_Provided text:_
March 9, 2021: Russia/Turkey

Sponsored by the Jean Monnet EU Center of Excellence for Comparative Populism at the University of Wisconsin-Madison and the Political Science Institute at the University of Brasília.

This international virtual lecture series titled “Populism and the Pandemic- A Comparative Perspective” investigates the response of populists in different countries to the COVID-19 pandemic. The lectures will be held every second Tuesday of the month* at 11 am US Central Time (CST)/14.00 Brasília, Brazil (GMT-3)/18.00 Brussels, Belgium (CET). A recording of this lecture is available for viewing below.

*September 2020 hosted two talks, one on September 8th and the other on September 29th.

Registration is required for each lecture, and registration forms will become available on the event page for each event as the date of the event approaches. A maximum of 250 participants are allowed on the platform.

Russia

Yoshiko M. Herrera is Professor of Political Science at the University Wisconsin Madison. Her research on Russian politics; nationalism, identity and ethnic politics; political economy and state statistics (national accounts); and international norms, has been published with Cambridge University Press, Cornell University Press, Perspectives on Politics, Comparative Politics, Political Analysis, Social Science Quarterly, and Post-Soviet Affairs, and other outlets. In Madison, Herrera teaches courses on comparative politics, social identity, and post-communist politics.

 

Anton Shirikov is a Ph.D. Candidate in Political Science at the University of Wisconsin–Madison. He studies media, political communication, misinformation, and propaganda. In his dissertation, he uses experiments and survey data to examine when biased media are found more credible and who is more sensitive to political bias in the news. In his other work, he studies the legacies of communism and contemporary political institutions in the former Soviet Union. Before graduate school, Anton was a journalist and an editor in Russian independent media.

Valeriia Umanets is a Ph.D. Candidate in Political Science at the University of Wisconsin–Madison. Her research interests include women’s representation and political participation, political parties, post-Communist states, and Russian politics. In her dissertation Valeriia studies the effects of the Soviet state -sponsored feminism on women’s political participation in Russia using text-as-data and archival resources. Prior to joining UW–Madison, Valeriia completed her MPhil degree in Comparative Government at the University of Oxford.

Turkey

Evren Balta is Professor of International Relations at Ozyegin University Faculty of Social Sciences and a Senior Scholar at Istanbul Policy Center. Her main research interests are political violence, security, and citizenship. She holds a Ph.D. in political science from The Graduate Center, CUNY (2007) and an MA in Sociology from Middle East Technical University (1999) and an MIA from Columbia University, School of International and Public Affairs (2001). Her articles have appeared in many different journals such as Ethnic and Racial Studies, Sociology, Gender Place & Culture. She is the author of  Age of Precariousness (Iletisim Publications, 2019) and The American Passport in Turkey: National Citizenship in the Age of Transnationalism (with O Altan-OOlcay, UPenn Press 2020).

_Supplied information:_
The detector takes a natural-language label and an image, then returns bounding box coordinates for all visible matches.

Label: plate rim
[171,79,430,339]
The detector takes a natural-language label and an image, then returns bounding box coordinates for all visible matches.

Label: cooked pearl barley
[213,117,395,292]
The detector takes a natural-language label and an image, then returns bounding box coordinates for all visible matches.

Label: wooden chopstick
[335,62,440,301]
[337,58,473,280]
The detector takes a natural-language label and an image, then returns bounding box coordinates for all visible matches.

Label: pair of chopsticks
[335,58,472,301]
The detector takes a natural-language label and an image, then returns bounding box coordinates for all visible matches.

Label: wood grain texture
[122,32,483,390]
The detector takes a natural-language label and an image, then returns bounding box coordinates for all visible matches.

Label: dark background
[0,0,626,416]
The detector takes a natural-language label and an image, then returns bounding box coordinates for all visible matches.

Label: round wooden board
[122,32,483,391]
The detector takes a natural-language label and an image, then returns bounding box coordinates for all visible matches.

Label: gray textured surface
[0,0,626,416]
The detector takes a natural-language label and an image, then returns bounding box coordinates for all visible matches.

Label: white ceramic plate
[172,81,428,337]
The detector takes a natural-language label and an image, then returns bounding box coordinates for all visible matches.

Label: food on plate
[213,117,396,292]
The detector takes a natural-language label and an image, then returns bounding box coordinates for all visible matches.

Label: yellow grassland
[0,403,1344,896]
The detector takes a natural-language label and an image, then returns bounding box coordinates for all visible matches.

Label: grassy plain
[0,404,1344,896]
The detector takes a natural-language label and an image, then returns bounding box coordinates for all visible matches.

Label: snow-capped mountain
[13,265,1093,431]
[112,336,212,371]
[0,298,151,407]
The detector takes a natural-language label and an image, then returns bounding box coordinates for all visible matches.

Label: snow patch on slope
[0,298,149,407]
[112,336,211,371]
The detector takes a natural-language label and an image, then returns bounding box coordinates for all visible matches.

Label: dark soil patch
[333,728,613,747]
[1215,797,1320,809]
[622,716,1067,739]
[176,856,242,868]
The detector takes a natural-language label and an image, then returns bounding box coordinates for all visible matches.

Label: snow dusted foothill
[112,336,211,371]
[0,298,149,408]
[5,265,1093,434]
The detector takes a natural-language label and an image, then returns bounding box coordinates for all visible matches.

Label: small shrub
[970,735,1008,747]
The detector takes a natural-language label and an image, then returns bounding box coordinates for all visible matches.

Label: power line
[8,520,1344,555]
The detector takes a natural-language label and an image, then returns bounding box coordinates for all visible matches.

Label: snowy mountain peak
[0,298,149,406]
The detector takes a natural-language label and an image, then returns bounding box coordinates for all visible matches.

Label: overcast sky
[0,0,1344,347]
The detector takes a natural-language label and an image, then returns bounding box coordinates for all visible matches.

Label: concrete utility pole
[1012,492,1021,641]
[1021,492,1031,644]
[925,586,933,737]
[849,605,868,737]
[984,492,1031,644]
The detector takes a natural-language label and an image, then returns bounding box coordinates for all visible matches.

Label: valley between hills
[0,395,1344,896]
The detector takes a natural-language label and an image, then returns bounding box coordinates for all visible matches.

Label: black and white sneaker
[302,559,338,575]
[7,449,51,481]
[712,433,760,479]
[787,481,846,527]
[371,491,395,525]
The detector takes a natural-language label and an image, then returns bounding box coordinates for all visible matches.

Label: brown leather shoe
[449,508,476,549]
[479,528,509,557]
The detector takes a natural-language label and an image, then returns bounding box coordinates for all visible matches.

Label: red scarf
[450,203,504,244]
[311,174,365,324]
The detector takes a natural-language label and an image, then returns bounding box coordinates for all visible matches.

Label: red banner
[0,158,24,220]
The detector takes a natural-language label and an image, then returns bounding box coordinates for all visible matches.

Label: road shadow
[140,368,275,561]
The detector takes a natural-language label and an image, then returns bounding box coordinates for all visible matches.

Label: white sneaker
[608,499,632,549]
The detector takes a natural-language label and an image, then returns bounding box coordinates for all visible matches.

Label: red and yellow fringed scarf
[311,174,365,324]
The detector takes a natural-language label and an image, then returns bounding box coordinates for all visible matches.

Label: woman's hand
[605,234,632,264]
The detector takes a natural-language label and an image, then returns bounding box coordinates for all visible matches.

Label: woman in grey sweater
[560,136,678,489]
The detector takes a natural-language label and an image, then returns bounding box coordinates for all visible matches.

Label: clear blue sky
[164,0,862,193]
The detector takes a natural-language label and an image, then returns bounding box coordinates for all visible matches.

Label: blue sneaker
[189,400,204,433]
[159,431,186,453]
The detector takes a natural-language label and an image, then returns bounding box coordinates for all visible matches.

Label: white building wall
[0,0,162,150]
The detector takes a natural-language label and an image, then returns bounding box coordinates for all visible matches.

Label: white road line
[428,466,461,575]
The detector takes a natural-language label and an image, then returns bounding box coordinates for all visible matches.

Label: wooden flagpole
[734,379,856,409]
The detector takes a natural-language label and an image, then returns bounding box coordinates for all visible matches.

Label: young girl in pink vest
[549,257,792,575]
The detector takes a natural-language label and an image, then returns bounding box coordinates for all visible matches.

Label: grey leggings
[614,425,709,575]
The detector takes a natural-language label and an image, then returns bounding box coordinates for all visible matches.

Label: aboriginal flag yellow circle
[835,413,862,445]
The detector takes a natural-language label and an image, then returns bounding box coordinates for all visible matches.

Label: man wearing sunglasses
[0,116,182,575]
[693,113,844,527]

_Work instructions:_
Copy the part of the lecture series text that opens with the words containing "Sponsored by the" and closes with "on the platform.", renaming "participants" to "attendees". Use only the text about the lecture series.

_Solution for this problem:_
Sponsored by the Jean Monnet EU Center of Excellence for Comparative Populism at the University of Wisconsin-Madison and the Political Science Institute at the University of Brasília.

This international virtual lecture series titled “Populism and the Pandemic- A Comparative Perspective” investigates the response of populists in different countries to the COVID-19 pandemic. The lectures will be held every second Tuesday of the month* at 11 am US Central Time (CST)/14.00 Brasília, Brazil (GMT-3)/18.00 Brussels, Belgium (CET). A recording of this lecture is available for viewing below.

*September 2020 hosted two talks, one on September 8th and the other on September 29th.

Registration is required for each lecture, and registration forms will become available on the event page for each event as the date of the event approaches. A maximum of 250 attendees are allowed on the platform.